* [Aim of the task]:
Change every "marker" in the items below to "dot" and reproduce the items with nothing else altered.

* [Material shown]:

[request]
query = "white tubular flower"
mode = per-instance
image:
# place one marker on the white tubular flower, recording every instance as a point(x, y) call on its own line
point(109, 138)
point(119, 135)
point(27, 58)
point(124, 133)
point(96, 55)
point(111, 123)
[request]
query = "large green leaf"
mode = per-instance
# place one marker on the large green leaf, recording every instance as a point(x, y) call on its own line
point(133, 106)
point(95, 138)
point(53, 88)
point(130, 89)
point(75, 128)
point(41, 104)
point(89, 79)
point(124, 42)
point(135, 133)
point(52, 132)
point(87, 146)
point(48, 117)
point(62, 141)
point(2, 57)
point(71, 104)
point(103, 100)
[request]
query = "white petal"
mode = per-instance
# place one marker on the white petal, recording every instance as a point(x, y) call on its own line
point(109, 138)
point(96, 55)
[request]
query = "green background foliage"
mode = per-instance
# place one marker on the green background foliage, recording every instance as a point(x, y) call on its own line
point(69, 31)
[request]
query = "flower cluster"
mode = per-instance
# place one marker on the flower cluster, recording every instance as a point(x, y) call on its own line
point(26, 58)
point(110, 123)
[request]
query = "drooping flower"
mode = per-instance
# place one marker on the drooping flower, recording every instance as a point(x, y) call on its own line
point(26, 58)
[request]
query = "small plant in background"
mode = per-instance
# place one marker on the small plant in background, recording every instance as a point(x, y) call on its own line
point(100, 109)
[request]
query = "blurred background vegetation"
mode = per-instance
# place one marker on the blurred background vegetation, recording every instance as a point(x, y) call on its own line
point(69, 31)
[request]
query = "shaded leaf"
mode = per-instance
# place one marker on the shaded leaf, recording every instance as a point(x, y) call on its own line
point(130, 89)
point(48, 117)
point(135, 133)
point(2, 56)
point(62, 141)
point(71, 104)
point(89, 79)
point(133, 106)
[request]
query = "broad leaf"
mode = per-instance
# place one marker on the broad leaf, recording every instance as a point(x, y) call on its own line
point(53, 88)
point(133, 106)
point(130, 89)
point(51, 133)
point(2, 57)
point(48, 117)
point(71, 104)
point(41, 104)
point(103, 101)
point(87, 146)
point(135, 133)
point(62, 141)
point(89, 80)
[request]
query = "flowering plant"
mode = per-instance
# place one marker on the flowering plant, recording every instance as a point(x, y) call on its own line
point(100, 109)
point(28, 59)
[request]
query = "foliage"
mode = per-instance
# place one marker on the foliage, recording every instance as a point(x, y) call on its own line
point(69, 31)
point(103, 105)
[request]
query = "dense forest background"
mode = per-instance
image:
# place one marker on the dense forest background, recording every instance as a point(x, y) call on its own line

* [Written answer]:
[request]
query = "white tubular flower"
mode = per-instance
image:
# place one dot on the white tubular flower, recording every instance as a point(x, y) call on its own line
point(109, 138)
point(119, 135)
point(27, 58)
point(124, 133)
point(96, 55)
point(111, 123)
[request]
query = "large green leaf"
mode = per-instance
# place one dot on the large green leaf, recording every instance as a point(x, y) call on its own line
point(133, 106)
point(95, 138)
point(53, 88)
point(130, 89)
point(75, 128)
point(41, 104)
point(89, 79)
point(124, 42)
point(135, 133)
point(52, 132)
point(87, 146)
point(48, 117)
point(62, 141)
point(2, 57)
point(71, 104)
point(103, 100)
[request]
query = "white petal"
mode = per-instance
# place one dot on the white petal, recording every instance as a point(x, y) call on its own line
point(109, 138)
point(96, 55)
[request]
query = "green background foliage"
mode = per-instance
# place one dot on the green background foliage, recording every instance as a point(x, y) call on its own line
point(69, 31)
[request]
query = "flower cluster"
mode = per-instance
# place one dot on the flower cluster, recording every instance as a point(x, y) call on its own line
point(26, 58)
point(110, 123)
[request]
query = "drooping flower"
mode = per-instance
# place one dot on the drooping flower, recording every instance as a point(x, y) call on its own line
point(26, 58)
[request]
query = "small plant in background"
mode = per-instance
# place one dot on the small plant in background, recording every instance as a point(x, y) call on its own line
point(100, 109)
[request]
query = "blurred background vegetation"
mode = per-instance
# place one dot on the blurred background vegetation, recording every instance as a point(x, y) call on its own line
point(69, 31)
[request]
query = "shaded leaf"
mode = per-instance
# place one dot on the shaded leaf, recording every instance as a point(x, y) call on its own line
point(130, 89)
point(48, 117)
point(135, 133)
point(2, 56)
point(62, 141)
point(71, 104)
point(89, 79)
point(133, 106)
[request]
query = "broad leaf"
mode = per-instance
# place one dot on the broad leaf, recording every instance as a point(x, y) call on its own line
point(53, 88)
point(133, 106)
point(130, 89)
point(51, 133)
point(2, 57)
point(48, 117)
point(71, 104)
point(41, 104)
point(103, 101)
point(87, 146)
point(135, 133)
point(62, 141)
point(89, 80)
[request]
query = "flowering plant"
mode = per-instance
# place one dot on the flowering plant, recording every instance as a point(x, y) call on its own line
point(100, 109)
point(28, 59)
[request]
query = "foliage"
mode = per-instance
# place one dot on the foliage, recording every instance as a point(x, y) call on its own line
point(69, 31)
point(103, 105)
[request]
query = "dense forest background"
mode = per-instance
image:
# place one dot on the dense forest background, recording every instance as a point(x, y) call on its own line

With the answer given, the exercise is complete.